* **Aim of the exercise**: Retype the whole listing below word for word, and leave the pictures out of your copy.

* **Exercise inputs**:

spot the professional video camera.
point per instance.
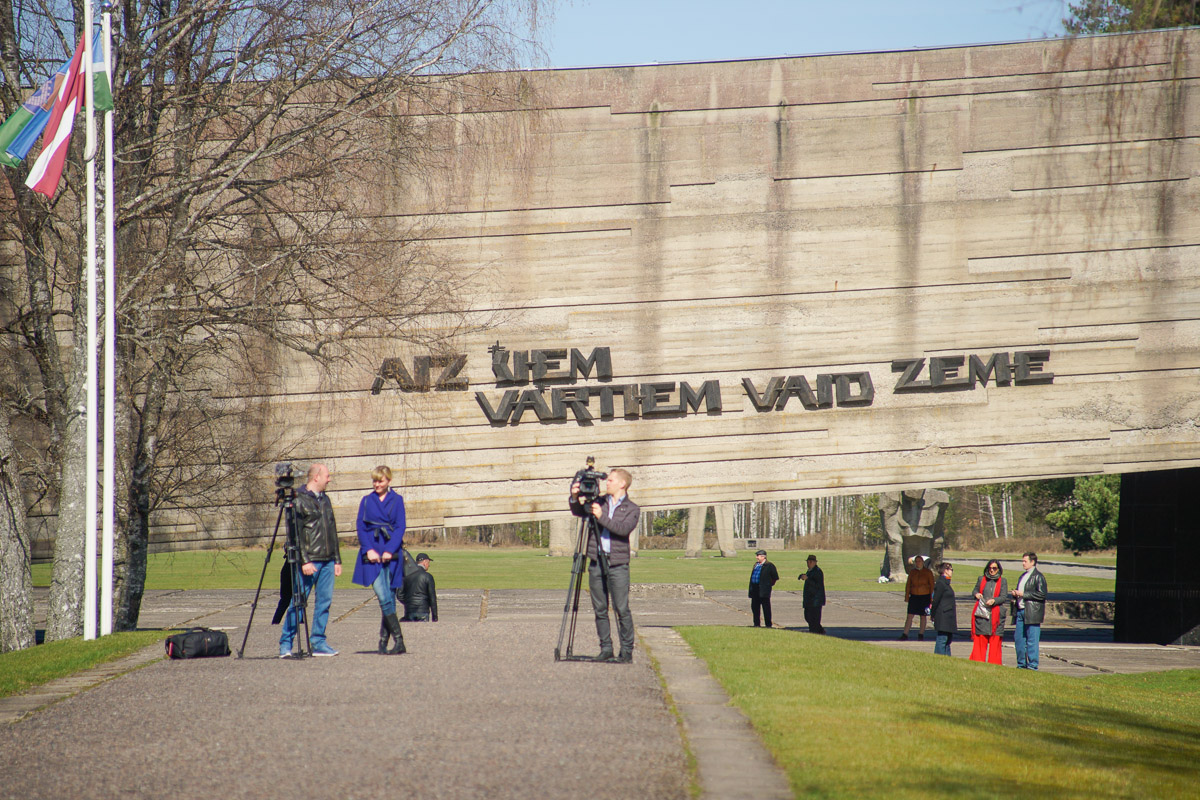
(283, 476)
(292, 591)
(589, 492)
(589, 480)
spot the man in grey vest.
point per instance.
(617, 516)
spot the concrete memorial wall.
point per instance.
(798, 277)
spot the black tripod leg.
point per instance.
(300, 607)
(253, 606)
(571, 607)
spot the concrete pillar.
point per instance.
(695, 531)
(563, 534)
(725, 530)
(1158, 548)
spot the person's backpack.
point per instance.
(197, 643)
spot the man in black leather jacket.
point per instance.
(420, 594)
(1029, 611)
(321, 560)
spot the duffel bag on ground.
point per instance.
(197, 643)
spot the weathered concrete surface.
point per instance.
(791, 218)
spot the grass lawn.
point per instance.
(22, 669)
(852, 720)
(532, 569)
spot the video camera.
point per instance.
(589, 481)
(283, 476)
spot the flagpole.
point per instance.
(106, 573)
(89, 606)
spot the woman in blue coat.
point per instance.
(381, 528)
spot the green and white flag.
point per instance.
(102, 90)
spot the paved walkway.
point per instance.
(479, 709)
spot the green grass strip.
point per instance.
(23, 669)
(532, 569)
(853, 720)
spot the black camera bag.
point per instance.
(197, 643)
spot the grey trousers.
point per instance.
(617, 589)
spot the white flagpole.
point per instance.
(89, 583)
(106, 572)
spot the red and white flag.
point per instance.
(47, 170)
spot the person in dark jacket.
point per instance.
(943, 611)
(381, 529)
(420, 593)
(321, 560)
(814, 595)
(1029, 611)
(762, 578)
(988, 613)
(617, 516)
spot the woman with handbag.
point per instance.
(989, 613)
(381, 528)
(943, 611)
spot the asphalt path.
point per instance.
(478, 709)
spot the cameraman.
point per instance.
(617, 517)
(319, 558)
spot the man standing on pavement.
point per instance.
(420, 594)
(1029, 611)
(321, 560)
(918, 591)
(617, 516)
(814, 595)
(762, 578)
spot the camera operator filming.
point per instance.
(319, 558)
(607, 548)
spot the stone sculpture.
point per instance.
(912, 525)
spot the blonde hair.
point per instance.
(627, 479)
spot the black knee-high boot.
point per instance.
(394, 627)
(383, 635)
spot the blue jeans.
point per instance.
(1027, 638)
(323, 578)
(383, 591)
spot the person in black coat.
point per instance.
(762, 578)
(943, 611)
(420, 594)
(814, 595)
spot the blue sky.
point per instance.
(595, 32)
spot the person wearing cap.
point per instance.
(762, 578)
(918, 591)
(943, 611)
(1029, 609)
(420, 594)
(814, 595)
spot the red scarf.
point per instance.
(995, 617)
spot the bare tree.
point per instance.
(16, 583)
(245, 133)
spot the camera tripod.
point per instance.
(285, 498)
(588, 527)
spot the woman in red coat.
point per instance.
(989, 613)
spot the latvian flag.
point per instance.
(47, 170)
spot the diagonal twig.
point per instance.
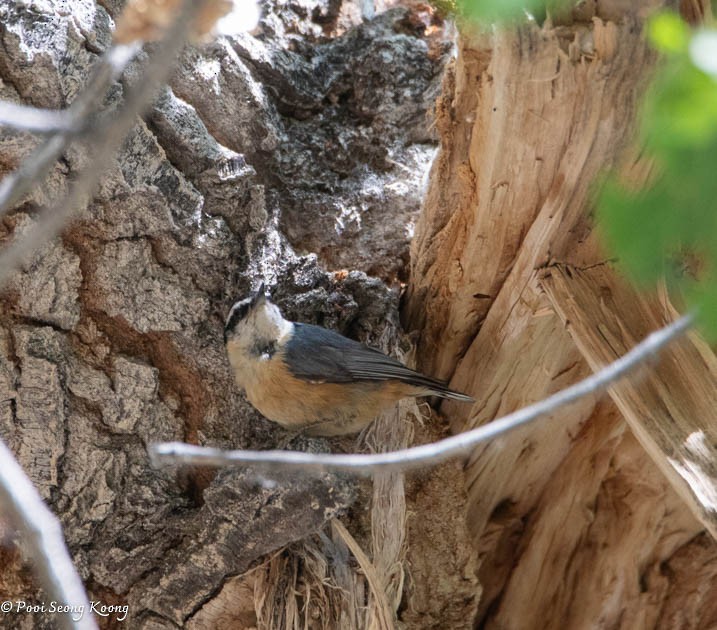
(42, 532)
(35, 167)
(426, 454)
(52, 220)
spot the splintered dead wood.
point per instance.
(672, 406)
(527, 125)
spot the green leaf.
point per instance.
(668, 32)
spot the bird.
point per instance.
(312, 380)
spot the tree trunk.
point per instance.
(297, 157)
(585, 519)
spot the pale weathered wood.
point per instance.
(592, 548)
(672, 408)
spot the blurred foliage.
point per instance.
(669, 228)
(497, 11)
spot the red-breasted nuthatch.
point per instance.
(306, 377)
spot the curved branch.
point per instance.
(426, 454)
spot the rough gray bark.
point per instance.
(304, 138)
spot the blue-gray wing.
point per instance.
(318, 354)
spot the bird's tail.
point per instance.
(445, 392)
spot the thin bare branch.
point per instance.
(53, 220)
(35, 167)
(40, 529)
(36, 119)
(426, 454)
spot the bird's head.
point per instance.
(255, 323)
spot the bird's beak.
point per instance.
(260, 296)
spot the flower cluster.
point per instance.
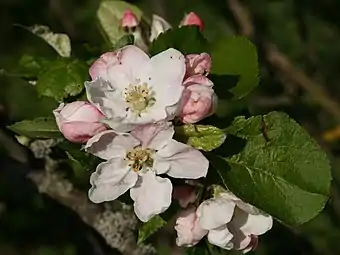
(128, 123)
(228, 222)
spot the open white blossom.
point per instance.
(131, 88)
(133, 162)
(232, 223)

* **Worked solution**:
spot the professional video camera.
point per instance.
(283, 476)
(292, 591)
(589, 492)
(589, 480)
spot the man in grey vest.
point per instance.
(617, 516)
spot the concrete memorial wall.
point per instance.
(798, 277)
spot the black tripod leg.
point per instance.
(300, 607)
(253, 606)
(571, 607)
spot the concrete pillar.
point per instance.
(695, 531)
(563, 534)
(725, 530)
(1158, 548)
spot the person's backpack.
point per instance.
(197, 643)
spot the man in black leather jacket.
point per instance.
(420, 594)
(1029, 611)
(321, 560)
spot the duffel bag on ground.
point per instance.
(197, 643)
spot the weathered concrete surface.
point per instance.
(791, 218)
spot the grass lawn.
point per instance.
(22, 669)
(852, 720)
(532, 569)
spot the video camera.
point per instance.
(589, 481)
(283, 476)
spot the flagpole.
point per instance.
(106, 573)
(89, 606)
spot the woman in blue coat.
point per instance.
(381, 528)
spot the green and white flag.
point per instance.
(102, 90)
spot the paved walkway.
point per instance.
(479, 709)
spot the green grass strip.
point per instance.
(23, 669)
(532, 569)
(853, 720)
spot the black camera bag.
point per instance.
(197, 643)
spot the grey trousers.
point per instance.
(617, 589)
spot the white flagpole.
point per instance.
(89, 583)
(106, 572)
spot the red and white flag.
point per instance.
(47, 170)
spot the person in dark jacket.
point per instance.
(943, 611)
(381, 529)
(420, 593)
(321, 560)
(814, 595)
(1029, 611)
(762, 578)
(988, 613)
(617, 516)
spot the woman with handbag.
point per instance.
(989, 613)
(381, 528)
(943, 611)
spot the asphalt path.
point per instance.
(478, 709)
spot the cameraman.
point per instance.
(617, 517)
(319, 558)
spot the man standing on pavement.
point per instance.
(420, 594)
(1029, 611)
(321, 560)
(918, 591)
(617, 516)
(814, 595)
(762, 578)
spot the camera operator filming.
point per instance.
(319, 558)
(607, 548)
spot the stone sculpture.
point per instance.
(912, 525)
spot the blonde hair.
point per instance.
(627, 479)
spot the black knee-high boot.
point per instance.
(394, 627)
(383, 635)
spot the blue jeans.
point per instance.
(1027, 638)
(323, 578)
(383, 591)
spot the person in black coat.
point per instance.
(762, 578)
(943, 611)
(420, 594)
(814, 595)
spot the blue sky.
point per instance.
(595, 32)
spot the person wearing cap.
point per instance.
(762, 578)
(918, 591)
(943, 611)
(1029, 609)
(420, 594)
(814, 595)
spot the red scarf.
point per instance.
(995, 617)
spot the bare tree.
point per instance.
(16, 583)
(245, 133)
spot the camera tripod.
point per instance.
(285, 498)
(588, 527)
spot the woman in red coat.
point per instance.
(989, 613)
spot the latvian flag.
point per instance.
(47, 170)
spot the diagonal twig.
point per instance.
(42, 532)
(35, 167)
(426, 454)
(52, 220)
spot the splintered dead wood.
point per instance.
(672, 406)
(527, 125)
spot the green leaf.
point per instance.
(668, 32)
spot the bird.
point per instance.
(312, 380)
spot the tree trunk.
point per instance.
(297, 157)
(585, 519)
spot the pale weathered wood.
point per instance.
(592, 548)
(672, 408)
spot the blurred foliage.
point per instance.
(669, 228)
(497, 11)
spot the red-breasted nuthatch.
point per instance.
(306, 377)
spot the curved branch.
point per instance.
(426, 454)
spot the rough gray bark.
point per instance.
(304, 138)
spot the blue-gray wing.
point per instance.
(318, 354)
spot the bird's tail.
point per instance.
(445, 392)
spot the thin bare branch.
point per instance.
(53, 220)
(35, 167)
(40, 529)
(36, 119)
(426, 454)
spot the bird's head.
point per instance.
(255, 323)
spot the bird's beak.
point per instance.
(260, 296)
spot the flower cluster.
point per instance.
(128, 123)
(228, 222)
spot the open white blossom.
point per instance.
(131, 88)
(133, 162)
(232, 223)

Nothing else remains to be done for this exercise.